• [TASK DETAILS]: Copy all of the material below word for word, keeping every line in its original order and form.

• [DATA EXCERPTS]:
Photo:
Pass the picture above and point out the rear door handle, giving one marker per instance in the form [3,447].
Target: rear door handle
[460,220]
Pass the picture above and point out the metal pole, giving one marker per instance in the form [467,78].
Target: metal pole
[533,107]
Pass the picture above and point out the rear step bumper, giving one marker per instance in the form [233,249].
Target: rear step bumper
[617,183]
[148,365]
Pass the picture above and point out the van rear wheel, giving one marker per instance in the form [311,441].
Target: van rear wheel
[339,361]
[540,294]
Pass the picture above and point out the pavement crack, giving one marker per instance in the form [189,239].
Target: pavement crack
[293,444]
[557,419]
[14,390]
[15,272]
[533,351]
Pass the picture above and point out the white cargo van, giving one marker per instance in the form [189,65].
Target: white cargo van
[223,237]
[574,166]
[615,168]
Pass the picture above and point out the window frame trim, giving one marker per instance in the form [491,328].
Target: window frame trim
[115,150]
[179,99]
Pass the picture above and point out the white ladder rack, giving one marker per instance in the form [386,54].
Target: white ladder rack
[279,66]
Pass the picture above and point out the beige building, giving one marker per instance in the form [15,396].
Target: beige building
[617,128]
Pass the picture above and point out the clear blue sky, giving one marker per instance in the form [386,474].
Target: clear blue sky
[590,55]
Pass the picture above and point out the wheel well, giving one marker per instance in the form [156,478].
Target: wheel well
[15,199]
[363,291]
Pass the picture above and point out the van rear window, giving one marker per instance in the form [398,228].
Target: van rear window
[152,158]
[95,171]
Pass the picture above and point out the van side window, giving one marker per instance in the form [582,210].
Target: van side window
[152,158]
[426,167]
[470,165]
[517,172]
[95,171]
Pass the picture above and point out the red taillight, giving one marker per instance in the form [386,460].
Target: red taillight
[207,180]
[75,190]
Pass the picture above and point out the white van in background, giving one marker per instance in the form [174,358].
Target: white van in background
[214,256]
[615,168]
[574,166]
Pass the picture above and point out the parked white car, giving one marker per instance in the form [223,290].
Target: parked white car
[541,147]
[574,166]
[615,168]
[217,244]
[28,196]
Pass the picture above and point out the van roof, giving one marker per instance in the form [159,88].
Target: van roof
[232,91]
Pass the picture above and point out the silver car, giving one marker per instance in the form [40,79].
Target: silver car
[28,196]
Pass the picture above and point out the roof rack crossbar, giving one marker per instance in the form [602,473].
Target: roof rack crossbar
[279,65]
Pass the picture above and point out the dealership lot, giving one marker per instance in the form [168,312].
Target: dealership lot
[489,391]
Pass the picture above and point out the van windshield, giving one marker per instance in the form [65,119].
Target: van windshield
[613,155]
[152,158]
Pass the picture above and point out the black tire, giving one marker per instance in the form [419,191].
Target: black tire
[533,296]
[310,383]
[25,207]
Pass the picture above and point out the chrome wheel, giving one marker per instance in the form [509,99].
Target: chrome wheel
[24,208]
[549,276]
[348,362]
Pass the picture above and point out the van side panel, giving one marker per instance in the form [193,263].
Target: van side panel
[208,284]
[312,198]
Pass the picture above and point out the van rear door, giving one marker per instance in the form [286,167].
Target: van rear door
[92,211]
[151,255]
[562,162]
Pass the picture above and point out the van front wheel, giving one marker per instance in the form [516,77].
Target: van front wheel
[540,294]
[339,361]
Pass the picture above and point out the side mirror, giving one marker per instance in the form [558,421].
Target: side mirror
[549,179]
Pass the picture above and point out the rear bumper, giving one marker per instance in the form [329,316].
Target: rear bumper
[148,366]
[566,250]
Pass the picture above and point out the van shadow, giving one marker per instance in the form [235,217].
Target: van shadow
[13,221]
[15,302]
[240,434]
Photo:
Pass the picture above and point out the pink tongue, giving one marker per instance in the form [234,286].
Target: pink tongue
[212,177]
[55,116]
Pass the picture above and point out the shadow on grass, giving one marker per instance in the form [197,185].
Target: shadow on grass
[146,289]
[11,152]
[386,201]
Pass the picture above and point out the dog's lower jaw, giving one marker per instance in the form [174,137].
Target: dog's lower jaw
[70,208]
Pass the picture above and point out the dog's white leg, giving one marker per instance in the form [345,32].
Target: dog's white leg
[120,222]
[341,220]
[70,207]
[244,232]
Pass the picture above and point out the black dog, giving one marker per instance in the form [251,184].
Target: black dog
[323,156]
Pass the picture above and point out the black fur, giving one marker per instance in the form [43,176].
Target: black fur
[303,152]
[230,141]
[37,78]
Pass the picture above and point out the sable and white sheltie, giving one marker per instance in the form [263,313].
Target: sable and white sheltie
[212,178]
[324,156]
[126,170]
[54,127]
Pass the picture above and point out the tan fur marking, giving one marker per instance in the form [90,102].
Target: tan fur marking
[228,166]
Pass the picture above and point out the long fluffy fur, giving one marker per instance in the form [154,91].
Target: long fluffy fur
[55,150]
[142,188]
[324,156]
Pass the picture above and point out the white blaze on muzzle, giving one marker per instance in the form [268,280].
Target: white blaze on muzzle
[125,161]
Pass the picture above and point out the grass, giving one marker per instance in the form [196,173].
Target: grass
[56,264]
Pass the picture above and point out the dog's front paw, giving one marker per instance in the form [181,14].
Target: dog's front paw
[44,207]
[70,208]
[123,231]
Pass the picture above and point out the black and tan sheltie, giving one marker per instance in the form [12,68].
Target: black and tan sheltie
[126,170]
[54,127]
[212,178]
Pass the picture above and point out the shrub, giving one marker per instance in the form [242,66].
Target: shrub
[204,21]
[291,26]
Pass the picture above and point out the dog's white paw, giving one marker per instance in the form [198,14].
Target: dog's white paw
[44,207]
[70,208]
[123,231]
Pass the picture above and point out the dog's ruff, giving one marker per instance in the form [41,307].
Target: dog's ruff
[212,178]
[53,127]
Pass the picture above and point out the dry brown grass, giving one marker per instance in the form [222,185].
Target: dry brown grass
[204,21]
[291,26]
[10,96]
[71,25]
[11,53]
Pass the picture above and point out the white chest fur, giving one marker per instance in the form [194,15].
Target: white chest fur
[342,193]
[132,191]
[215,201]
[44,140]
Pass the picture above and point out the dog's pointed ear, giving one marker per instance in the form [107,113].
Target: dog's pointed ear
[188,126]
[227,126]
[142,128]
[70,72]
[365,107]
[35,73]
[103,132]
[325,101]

• [RESULT]:
Photo:
Pass the picture above and point out the rear door handle, giving one marker per instance in the form [3,447].
Target: rear door handle
[460,220]
Pass the picture above and point out the metal pole, giving one marker per instance in the form [467,78].
Target: metal pole
[533,107]
Pass the picture above and point out the rear step bumper, giving one marker per instance in the form [233,249].
Target: rear step bumper
[617,183]
[148,365]
Pass the picture above and point out the van rear wheel, giving one marker per instance in the form [311,441].
Target: van rear wheel
[339,361]
[540,294]
Pass the picture above and point out the pavement crack, giving one marker per instance in the form [189,239].
Target: pavement crack
[293,444]
[557,419]
[14,390]
[15,272]
[533,351]
Pass the picture above and point out the white cargo van, giving one marker per instance in the form [189,65].
Target: white cargo van
[223,237]
[574,166]
[615,168]
Pass the picture above and point out the window frame trim, giving one marker per instance in the form [491,328].
Target: window frame trim
[115,150]
[179,99]
Pass the picture above and point out the white ladder rack, giving one marker per instance in the form [386,54].
Target: white ladder rack
[279,66]
Pass the picture above and point out the beige building, giving one marker per instance in the form [15,396].
Target: beige building
[617,128]
Pass the picture above and point out the clear blue sky, giving one marker per instance in the form [386,474].
Target: clear blue sky
[590,55]
Pass the picture above and point out the wheel well, giving one marker per instance in the form [156,478].
Target: wheel well
[15,199]
[363,291]
Pass the picture above and point out the van rear window, giving one marker per instance in the form [398,228].
Target: van rear window
[152,158]
[95,171]
Pass the picture above and point out the van side window, giving one marker per instance in the form [582,210].
Target: van side window
[152,158]
[426,167]
[470,165]
[517,172]
[95,171]
Pass the picture above and point out the red taillight, giving one marker per instance in the form [386,460].
Target: red taillight
[207,180]
[75,190]
Pass the picture above and point out the white van in background, giving one marker per instance in the form [174,358].
Target: white van in background
[214,256]
[615,168]
[574,166]
Pass the picture above and point out the parked white car, giving one marker per instance in the form [223,290].
Target: parked white car
[541,147]
[574,166]
[615,168]
[217,244]
[28,196]
Pass the picture above and point out the van roof, giving one marker per instance in the form [159,88].
Target: van roof
[232,91]
Pass the picture above and point out the silver car, giving one marker per instance in the form [40,79].
Target: silver car
[28,196]
Pass the picture above and point out the roof rack crossbar, giving one marker per instance in the form [602,473].
Target: roof rack crossbar
[279,65]
Pass the picture above and point out the dealership lot, giving one marker per instance in the form [168,312].
Target: dealership lot
[489,391]
Pass the picture above and point out the van windshield, giving one marker per instance in the form [65,119].
Target: van windshield
[613,155]
[152,158]
Pass the picture above and point out the black tire, giving one marker per instance in the form [419,191].
Target: black tire
[533,296]
[310,383]
[25,207]
Pass the picture above and point out the chrome wheel, giving one marker per instance in the form [509,99].
Target: chrome wheel
[24,208]
[549,276]
[348,362]
Pass the picture above and point out the van side panel, giving one marker per instance in the form [193,263].
Target: van side panel
[208,284]
[312,198]
Pass the picture above and point out the van rear door, giving one marker per instance in the form [286,167].
Target: van rear door
[92,211]
[151,255]
[562,162]
Pass the picture above and point out the van front wheel, giving one marker per instance in the form [516,77].
Target: van front wheel
[540,294]
[339,361]
Pass the picture above and point out the side mirror, giving one marker per instance in the form [558,421].
Target: side mirror
[549,179]
Pass the picture above and point out the rear bumper, giving one marker per instance in the form [329,316].
Target: rear bumper
[148,366]
[566,250]
Pass the picture above and point out the van shadow, giving one marker per instance in the form [235,217].
Target: van shadow
[13,221]
[15,302]
[240,434]
Photo:
Pass the picture above and point out the pink tongue, giving one marker per instance in the form [234,286].
Target: pink tongue
[212,177]
[55,116]
Pass the picture above and point out the shadow on grass, giving one marker per instance in the form [197,185].
Target: shadow on grass
[146,289]
[11,152]
[386,201]
Pass the picture above and point out the dog's lower jaw, giving one marker per instance in the form [174,137].
Target: dog's lower jaw
[70,208]
Pass the picture above and point out the dog's white leg, giving one marker per instance in the form [345,32].
Target: dog's white leg
[120,222]
[341,220]
[70,207]
[244,232]
Pass the picture above and point out the black dog, giving one marker per instance in the form [251,184].
Target: black dog
[323,156]
Pass the picture above and point out the black fur, giving one marker per instance in the form [43,176].
Target: black fur
[303,152]
[230,141]
[37,78]
Pass the picture above and point out the sable and white sheltie, giving one marker per instance in the form [263,313].
Target: sable and white sheltie
[212,178]
[324,156]
[126,170]
[54,127]
Pass the picture above and point out the tan fur marking, giving one marker per instance in the form [90,102].
Target: tan fur marking
[228,166]
Pass the picture above and point out the long fluffy fur, giving one marker per instance in the form [154,91].
Target: long fluffy fur
[55,150]
[142,188]
[324,156]
Pass the picture above and point out the white blaze on muzzle, giving one marker per instance in the form [268,280].
Target: white blaze on muzzle
[125,161]
Pass the picture above and point out the grass, giving one marker per instance in the form [196,173].
Target: grass
[56,264]
Pass the picture above and point out the dog's front paw, giving one marker per instance in the form [181,14].
Target: dog's front paw
[44,207]
[70,208]
[123,231]
Pass the picture above and point out the black and tan sheltie, giving one marker per instance in the form [12,68].
Target: black and tan sheltie
[126,170]
[54,127]
[212,178]
Pass the picture above and point out the shrub, giving one marker per instance in the form [242,66].
Target: shrub
[204,21]
[291,26]
Pass the picture above and point out the dog's white paw, giving one marker per instance in the form [198,14].
Target: dog's white paw
[44,207]
[70,208]
[123,231]
Pass the picture above and point out the dog's ruff, giving one marker per instance in the form [41,307].
Target: dog's ruff
[212,178]
[53,127]
Pass the picture above and point out the dry brown grass, giving one marker per instance in the form [222,185].
Target: dry brown grass
[204,21]
[291,26]
[10,96]
[71,25]
[11,53]
Pass the picture above and point out the white chest fur, giving one marker per instance in the form [194,15].
Target: white chest fur
[342,193]
[132,191]
[215,201]
[44,140]
Pass the picture above and point out the dog's pointed ear, giving one marker per instance in the form [107,113].
Target: dog's pointed ear
[188,126]
[227,126]
[142,128]
[70,72]
[365,107]
[35,73]
[103,132]
[325,101]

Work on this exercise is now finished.